> _GOAL OF THE EXERCISE_
Skip every picture and copy only the lines from the one containing "Target: balcony" to the final line of the records below.

> _THE INPUT_
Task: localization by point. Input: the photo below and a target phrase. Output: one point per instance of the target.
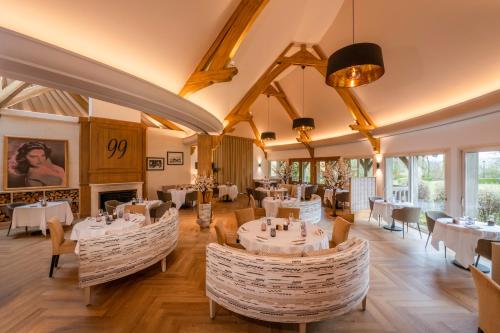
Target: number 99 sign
(118, 148)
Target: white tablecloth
(271, 205)
(120, 209)
(384, 209)
(179, 197)
(231, 191)
(34, 215)
(461, 238)
(282, 243)
(89, 228)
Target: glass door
(482, 185)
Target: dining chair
(59, 244)
(483, 249)
(488, 296)
(284, 212)
(111, 205)
(220, 231)
(340, 231)
(407, 215)
(372, 200)
(250, 192)
(9, 212)
(158, 211)
(135, 209)
(430, 217)
(244, 215)
(191, 198)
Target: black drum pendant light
(268, 135)
(356, 64)
(303, 124)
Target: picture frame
(175, 158)
(155, 163)
(34, 163)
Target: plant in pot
(204, 185)
(336, 175)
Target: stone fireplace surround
(95, 189)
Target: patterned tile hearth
(411, 289)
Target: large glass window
(482, 185)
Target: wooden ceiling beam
(13, 89)
(216, 60)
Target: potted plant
(336, 175)
(204, 185)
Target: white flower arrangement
(203, 184)
(284, 171)
(337, 174)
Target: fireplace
(122, 196)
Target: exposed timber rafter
(215, 67)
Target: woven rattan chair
(407, 215)
(111, 205)
(372, 200)
(9, 212)
(430, 217)
(340, 232)
(244, 215)
(59, 244)
(285, 212)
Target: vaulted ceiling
(437, 53)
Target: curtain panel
(234, 161)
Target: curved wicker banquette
(113, 256)
(288, 290)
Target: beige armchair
(407, 215)
(488, 294)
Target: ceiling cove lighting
(356, 64)
(268, 135)
(303, 124)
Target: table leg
(392, 227)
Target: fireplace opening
(122, 196)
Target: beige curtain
(234, 159)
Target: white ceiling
(437, 53)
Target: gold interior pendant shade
(355, 65)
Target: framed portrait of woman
(35, 163)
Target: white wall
(43, 126)
(158, 142)
(103, 109)
(451, 139)
(258, 157)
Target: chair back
(488, 296)
(372, 200)
(431, 216)
(285, 212)
(244, 215)
(220, 231)
(56, 234)
(341, 229)
(160, 210)
(252, 202)
(407, 214)
(111, 205)
(136, 209)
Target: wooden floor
(411, 290)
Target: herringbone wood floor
(411, 289)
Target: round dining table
(286, 241)
(90, 228)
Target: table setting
(37, 214)
(461, 235)
(281, 236)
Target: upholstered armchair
(407, 215)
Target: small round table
(286, 241)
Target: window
(482, 185)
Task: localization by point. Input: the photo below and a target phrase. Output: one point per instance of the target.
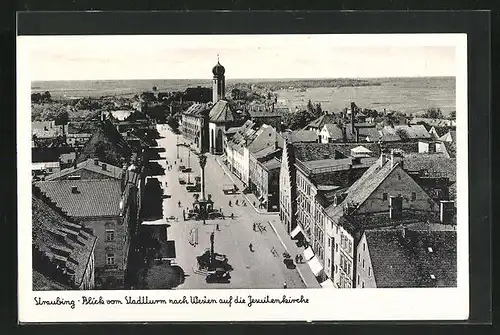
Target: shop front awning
(327, 284)
(308, 253)
(315, 265)
(296, 231)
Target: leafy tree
(46, 96)
(433, 113)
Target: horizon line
(254, 78)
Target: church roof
(221, 112)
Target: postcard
(242, 177)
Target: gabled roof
(364, 186)
(318, 151)
(440, 131)
(95, 197)
(107, 144)
(334, 130)
(407, 262)
(417, 131)
(55, 237)
(321, 121)
(89, 165)
(221, 112)
(297, 136)
(431, 162)
(197, 109)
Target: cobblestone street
(261, 267)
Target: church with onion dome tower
(218, 82)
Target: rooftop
(297, 136)
(110, 171)
(94, 197)
(408, 262)
(321, 121)
(221, 112)
(107, 145)
(55, 237)
(318, 151)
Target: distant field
(410, 95)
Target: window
(110, 259)
(110, 235)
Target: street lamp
(177, 146)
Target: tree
(433, 113)
(46, 96)
(62, 118)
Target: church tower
(219, 82)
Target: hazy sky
(243, 56)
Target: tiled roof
(221, 112)
(318, 151)
(297, 136)
(334, 130)
(272, 164)
(451, 148)
(107, 145)
(407, 262)
(68, 157)
(89, 165)
(321, 121)
(417, 131)
(440, 131)
(96, 197)
(196, 110)
(54, 236)
(43, 283)
(341, 177)
(364, 187)
(434, 122)
(432, 162)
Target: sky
(243, 56)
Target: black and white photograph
(324, 163)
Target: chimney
(395, 207)
(446, 209)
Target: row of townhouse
(340, 211)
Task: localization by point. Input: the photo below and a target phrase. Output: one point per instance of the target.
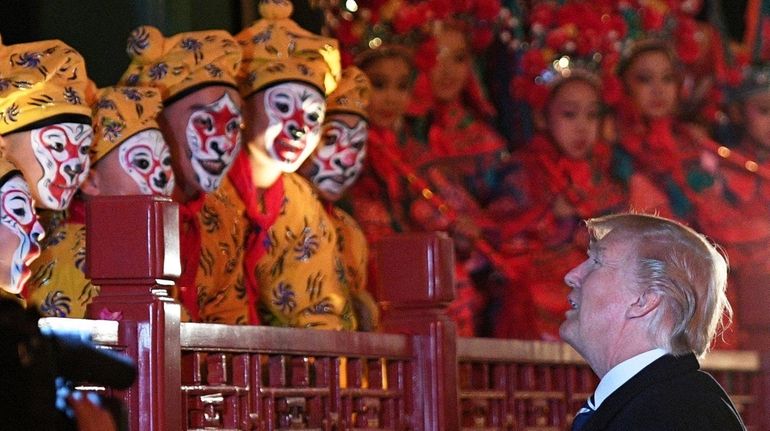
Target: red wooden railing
(417, 376)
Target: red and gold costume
(58, 286)
(294, 270)
(547, 237)
(210, 287)
(294, 274)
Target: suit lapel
(664, 368)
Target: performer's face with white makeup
(339, 158)
(141, 165)
(287, 124)
(54, 160)
(203, 132)
(19, 234)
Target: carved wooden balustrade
(417, 376)
(537, 386)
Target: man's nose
(572, 279)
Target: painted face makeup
(295, 113)
(62, 151)
(146, 158)
(18, 216)
(339, 158)
(214, 139)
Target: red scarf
(262, 208)
(190, 254)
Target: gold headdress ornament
(182, 63)
(120, 113)
(352, 94)
(40, 81)
(276, 49)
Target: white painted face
(62, 150)
(214, 138)
(339, 158)
(146, 159)
(17, 215)
(295, 112)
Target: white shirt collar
(621, 373)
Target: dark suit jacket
(669, 394)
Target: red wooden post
(133, 254)
(415, 283)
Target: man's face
(339, 158)
(19, 233)
(146, 159)
(203, 132)
(62, 150)
(602, 290)
(293, 114)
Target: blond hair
(685, 268)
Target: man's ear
(646, 303)
(91, 186)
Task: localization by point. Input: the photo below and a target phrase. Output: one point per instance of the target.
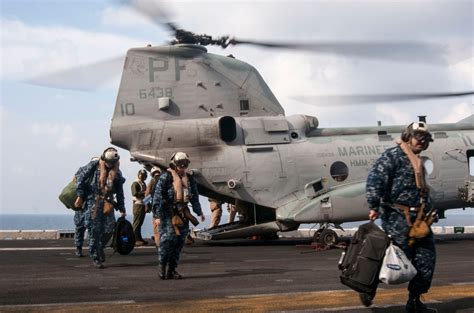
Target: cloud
(124, 16)
(33, 50)
(457, 113)
(61, 134)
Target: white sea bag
(396, 268)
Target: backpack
(361, 262)
(123, 241)
(68, 195)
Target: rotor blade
(395, 51)
(86, 78)
(153, 11)
(331, 100)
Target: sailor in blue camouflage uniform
(392, 188)
(173, 191)
(80, 224)
(96, 184)
(80, 229)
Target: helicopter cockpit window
(428, 165)
(227, 128)
(244, 105)
(470, 157)
(339, 171)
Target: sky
(47, 133)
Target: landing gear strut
(326, 236)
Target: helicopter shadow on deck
(463, 305)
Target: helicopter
(281, 171)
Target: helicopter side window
(339, 171)
(470, 156)
(227, 128)
(244, 105)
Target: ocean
(65, 221)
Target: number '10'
(127, 109)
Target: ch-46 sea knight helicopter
(281, 171)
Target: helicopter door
(262, 138)
(470, 183)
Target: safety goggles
(182, 163)
(423, 137)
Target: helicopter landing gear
(326, 236)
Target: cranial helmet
(154, 170)
(419, 130)
(110, 155)
(180, 158)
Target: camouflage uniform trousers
(100, 228)
(171, 244)
(422, 253)
(80, 223)
(138, 218)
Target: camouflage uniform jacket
(87, 184)
(163, 196)
(392, 180)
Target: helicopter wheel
(316, 235)
(328, 237)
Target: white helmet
(180, 158)
(110, 155)
(155, 169)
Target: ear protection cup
(172, 157)
(102, 156)
(405, 136)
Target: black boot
(366, 299)
(414, 305)
(173, 274)
(79, 252)
(162, 271)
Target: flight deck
(288, 275)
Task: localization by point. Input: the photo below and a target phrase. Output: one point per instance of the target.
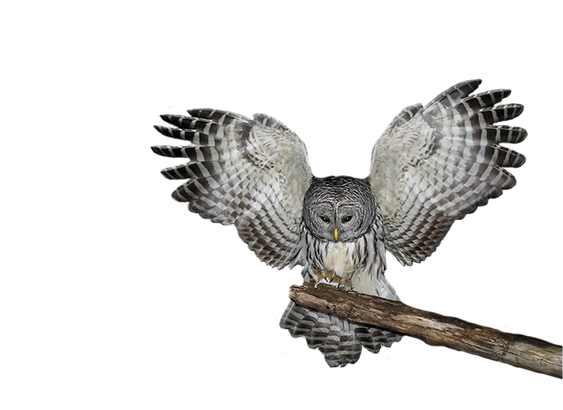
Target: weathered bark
(433, 328)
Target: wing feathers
(250, 172)
(443, 162)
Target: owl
(431, 165)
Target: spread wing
(434, 163)
(250, 172)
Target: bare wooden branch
(433, 328)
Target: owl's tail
(339, 341)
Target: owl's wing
(434, 163)
(250, 172)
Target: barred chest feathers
(359, 263)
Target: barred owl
(431, 165)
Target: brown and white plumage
(432, 164)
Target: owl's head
(339, 208)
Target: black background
(211, 307)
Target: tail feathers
(339, 341)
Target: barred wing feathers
(434, 163)
(250, 172)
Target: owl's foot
(326, 276)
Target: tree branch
(433, 328)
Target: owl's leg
(326, 276)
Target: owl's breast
(339, 258)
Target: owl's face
(339, 208)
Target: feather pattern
(250, 172)
(437, 162)
(432, 164)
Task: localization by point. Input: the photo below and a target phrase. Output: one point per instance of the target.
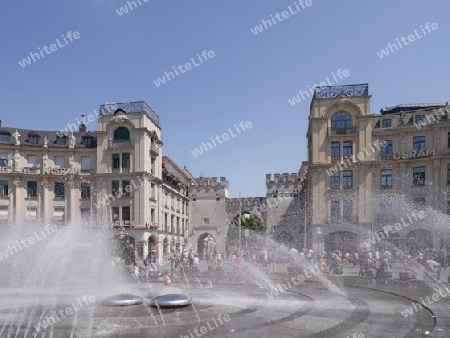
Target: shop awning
(3, 214)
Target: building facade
(113, 177)
(367, 171)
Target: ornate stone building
(114, 177)
(370, 170)
(208, 216)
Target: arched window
(121, 134)
(341, 123)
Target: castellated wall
(207, 211)
(285, 207)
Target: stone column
(18, 201)
(72, 199)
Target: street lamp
(239, 219)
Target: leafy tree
(250, 222)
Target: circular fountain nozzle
(171, 300)
(122, 299)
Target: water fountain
(63, 285)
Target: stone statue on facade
(16, 136)
(72, 141)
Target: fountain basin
(170, 300)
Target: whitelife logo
(340, 73)
(124, 10)
(54, 318)
(220, 139)
(285, 15)
(53, 47)
(208, 328)
(24, 243)
(187, 66)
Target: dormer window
(33, 139)
(5, 136)
(121, 134)
(61, 141)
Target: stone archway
(153, 250)
(166, 246)
(125, 248)
(341, 240)
(206, 245)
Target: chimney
(82, 128)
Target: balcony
(116, 144)
(31, 170)
(342, 131)
(6, 170)
(387, 157)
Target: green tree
(250, 222)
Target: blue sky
(251, 77)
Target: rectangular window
(335, 211)
(60, 161)
(335, 181)
(387, 123)
(386, 179)
(31, 214)
(61, 141)
(59, 190)
(58, 215)
(32, 189)
(388, 149)
(126, 214)
(335, 149)
(3, 160)
(85, 190)
(125, 191)
(3, 188)
(88, 142)
(116, 161)
(347, 149)
(31, 161)
(418, 176)
(115, 187)
(348, 210)
(419, 118)
(419, 143)
(86, 163)
(125, 160)
(33, 139)
(347, 179)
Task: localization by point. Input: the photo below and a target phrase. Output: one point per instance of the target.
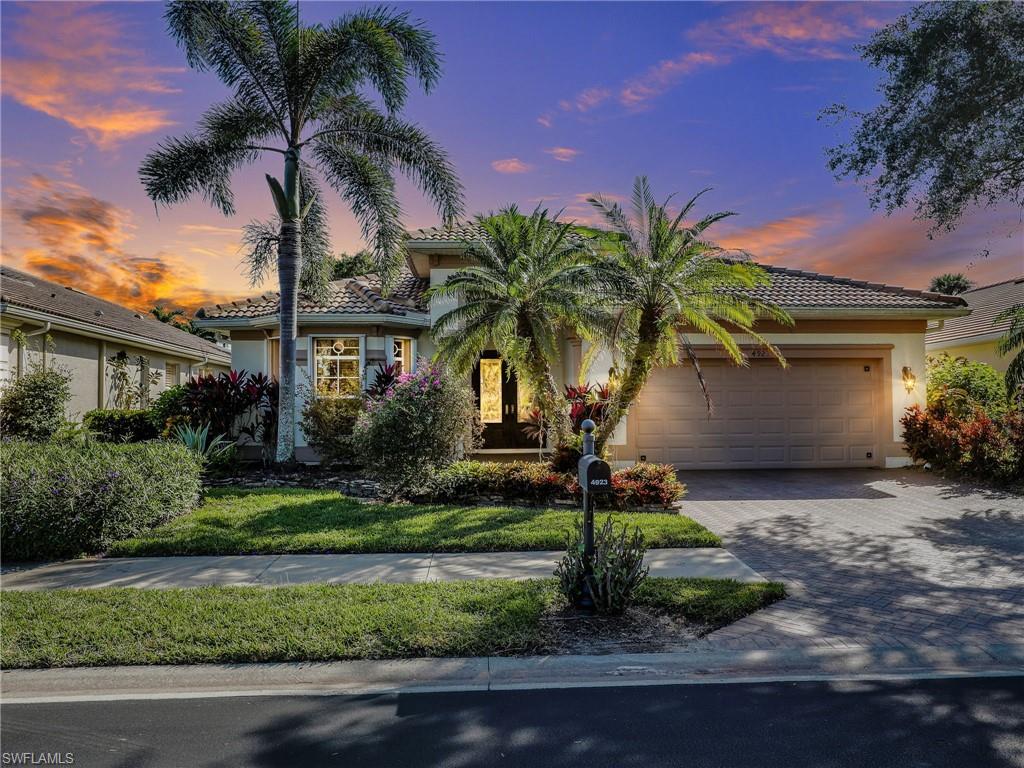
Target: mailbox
(594, 474)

> _OUTPUT OF THE EXERCISE_
Target: balcony
(116, 144)
(31, 170)
(342, 131)
(6, 170)
(387, 157)
Target: green tree
(250, 222)
Target: blue sky
(251, 77)
Target: rectangular window
(335, 211)
(60, 161)
(335, 181)
(387, 123)
(386, 179)
(31, 214)
(61, 141)
(59, 190)
(58, 215)
(32, 189)
(388, 149)
(126, 214)
(335, 149)
(3, 160)
(85, 190)
(125, 191)
(3, 188)
(88, 142)
(116, 161)
(347, 149)
(31, 161)
(418, 176)
(115, 187)
(348, 210)
(419, 118)
(419, 143)
(86, 163)
(125, 160)
(33, 139)
(347, 179)
Task: localization by point. Input: the photo below and a target phrase. Output: one point per instance of the target.
Target: mailbox
(594, 474)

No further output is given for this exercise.